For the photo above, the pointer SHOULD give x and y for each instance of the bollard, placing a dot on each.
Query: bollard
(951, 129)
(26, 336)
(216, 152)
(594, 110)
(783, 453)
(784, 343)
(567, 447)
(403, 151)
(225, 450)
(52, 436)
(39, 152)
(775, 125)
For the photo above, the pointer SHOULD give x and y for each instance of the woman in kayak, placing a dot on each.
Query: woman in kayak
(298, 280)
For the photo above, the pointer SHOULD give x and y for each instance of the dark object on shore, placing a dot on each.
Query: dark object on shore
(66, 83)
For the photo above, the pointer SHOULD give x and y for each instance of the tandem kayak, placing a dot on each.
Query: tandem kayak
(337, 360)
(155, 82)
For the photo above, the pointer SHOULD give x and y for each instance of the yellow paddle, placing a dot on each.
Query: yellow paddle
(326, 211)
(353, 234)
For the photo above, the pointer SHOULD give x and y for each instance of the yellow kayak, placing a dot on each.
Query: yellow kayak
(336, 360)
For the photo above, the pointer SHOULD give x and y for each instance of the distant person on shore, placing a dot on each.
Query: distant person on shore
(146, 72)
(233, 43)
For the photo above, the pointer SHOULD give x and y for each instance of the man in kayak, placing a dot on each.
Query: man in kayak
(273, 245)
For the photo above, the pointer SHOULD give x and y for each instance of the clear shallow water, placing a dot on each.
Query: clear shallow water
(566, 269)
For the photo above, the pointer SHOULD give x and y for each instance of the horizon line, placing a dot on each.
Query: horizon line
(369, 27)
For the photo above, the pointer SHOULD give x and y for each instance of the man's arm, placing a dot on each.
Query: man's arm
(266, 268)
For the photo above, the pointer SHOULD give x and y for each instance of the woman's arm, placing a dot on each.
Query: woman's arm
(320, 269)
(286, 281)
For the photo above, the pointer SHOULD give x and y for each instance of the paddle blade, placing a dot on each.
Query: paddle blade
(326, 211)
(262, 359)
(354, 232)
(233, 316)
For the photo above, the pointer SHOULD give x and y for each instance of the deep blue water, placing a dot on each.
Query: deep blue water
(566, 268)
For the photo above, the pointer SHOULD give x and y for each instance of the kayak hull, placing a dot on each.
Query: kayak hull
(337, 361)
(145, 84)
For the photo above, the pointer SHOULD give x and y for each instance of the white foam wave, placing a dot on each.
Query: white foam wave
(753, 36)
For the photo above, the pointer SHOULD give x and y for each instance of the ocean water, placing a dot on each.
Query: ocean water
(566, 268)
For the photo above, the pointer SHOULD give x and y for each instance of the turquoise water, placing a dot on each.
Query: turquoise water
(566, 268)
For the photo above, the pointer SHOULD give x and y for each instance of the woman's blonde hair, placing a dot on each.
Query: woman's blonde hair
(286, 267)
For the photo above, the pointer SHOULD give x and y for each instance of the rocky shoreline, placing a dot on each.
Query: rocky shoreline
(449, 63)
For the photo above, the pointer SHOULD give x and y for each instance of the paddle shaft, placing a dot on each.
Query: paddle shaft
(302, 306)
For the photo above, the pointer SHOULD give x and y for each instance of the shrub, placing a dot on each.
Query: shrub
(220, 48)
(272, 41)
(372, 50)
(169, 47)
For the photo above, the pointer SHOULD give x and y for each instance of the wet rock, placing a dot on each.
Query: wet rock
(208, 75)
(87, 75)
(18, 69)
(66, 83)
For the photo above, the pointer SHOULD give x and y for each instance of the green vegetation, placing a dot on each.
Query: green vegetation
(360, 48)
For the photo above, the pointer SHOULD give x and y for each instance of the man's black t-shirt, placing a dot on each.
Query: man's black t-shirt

*EXERCISE OBJECTIVE:*
Word for word, transcribe each of the entries above.

*SOLUTION:*
For the photo above, the pointer SHOULD give x and y for each instance of the bollard, placing a dot on each.
Query: bollard
(951, 129)
(26, 336)
(216, 152)
(594, 110)
(783, 453)
(784, 343)
(567, 447)
(403, 151)
(225, 450)
(52, 436)
(39, 152)
(775, 125)
For the photo above, the pointer SHOULD give x and y for each instance of the woman in kayak, placing a dot on each.
Query: woman in kayak
(298, 280)
For the photo above, the pointer SHOULD give x and y for each instance of the dark object on shore, placing a dot on each.
Query: dark object on shore
(66, 83)
For the photo above, the pointer SHOULD give x and y for each instance of the tandem kayak, placing a dot on each.
Query: tandem kayak
(337, 360)
(155, 82)
For the photo above, the pointer SHOULD give x and y for each instance of the yellow paddle, placing a dot on each.
Query: yellow paddle
(326, 211)
(353, 234)
For the photo above, the pointer SHOULD give x and y for each instance of the yellow kayak, placing a dot on each.
Query: yellow kayak
(336, 360)
For the photo above, the pointer SHOULD give x and y for each instance of the distant person on shore, placing a dot on each.
Query: distant person on shore
(146, 72)
(233, 43)
For the photo above, the pointer SHOULD give x and y for each instance of the man in kayak, placing a dot on each.
Query: man in kayak
(273, 245)
For the photo above, the pointer SHOULD give x and y for each instance of the clear shallow water, placing a dot on each.
Query: clear shallow water
(566, 269)
For the photo above, the pointer SHOULD give x and y for each instance of the horizon line, placing a dot on each.
Query: horizon line
(369, 27)
For the photo above, the pointer SHOULD give x and y for each instance of the man's arm, placing a dot on each.
Query: man's arm
(266, 268)
For the photo above, the pointer SHOULD give x and y for each instance of the woman's arm, placing a dot on each.
Query: woman's arm
(320, 269)
(286, 281)
For the photo above, the pointer SHOULD give x and y for each instance of the paddle blade, placing a dot on each.
Query: paddle blade
(326, 211)
(262, 359)
(354, 232)
(233, 316)
For the photo above, the pointer SHOULD give x and y for each instance of the deep blue water, placing a dot on each.
Query: deep blue water
(566, 268)
For the photo above, the pointer SHOULD give x and y for each instance of the kayak hull, placing a dot on each.
Query: kayak hull
(337, 361)
(145, 84)
For the photo above, the pointer SHOULD give x and y for each instance of the white foam wave, placing a dot on each.
Query: white foam wave
(753, 36)
For the photo above, the pointer SHOULD give x and y for each instance of the ocean water, placing a dot on each.
Query: ocean water
(566, 268)
For the photo above, the pointer SHOULD give x and y for each instance of the turquoise water, placing a dot on each.
Query: turquoise water
(566, 268)
For the photo above, the pointer SHOULD give x and y for each instance of the woman's blonde hair, placing a dot on each.
Query: woman's blonde hair
(286, 267)
For the photo above, the pointer SHOULD give x and y for each instance of the rocky shoreline, placing a dot on each.
Query: rocky shoreline
(449, 63)
For the photo above, the pointer SHOULD give x and y for each instance of the paddle shaft, placing a dot on each.
Query: paddle shaft
(302, 306)
For the photo above, the pointer SHOULD give x and y for each instance of the shrub, placing a dot on each.
Query: shrub
(220, 48)
(272, 41)
(372, 50)
(169, 47)
For the photo above, the pointer SHOULD give x and y for each instance of the wet rock, placing a dot on each.
Query: wet rock
(208, 75)
(87, 75)
(18, 69)
(66, 83)
For the photo above, the pointer SHOULD give x and y for each instance of the green vegetation, placing a dot on each.
Query: green vegetation
(360, 48)
For the photo above, the pointer SHOULD give x and y for each instance of the man's black t-shirt, placing a dot on each.
Query: man's black t-shirt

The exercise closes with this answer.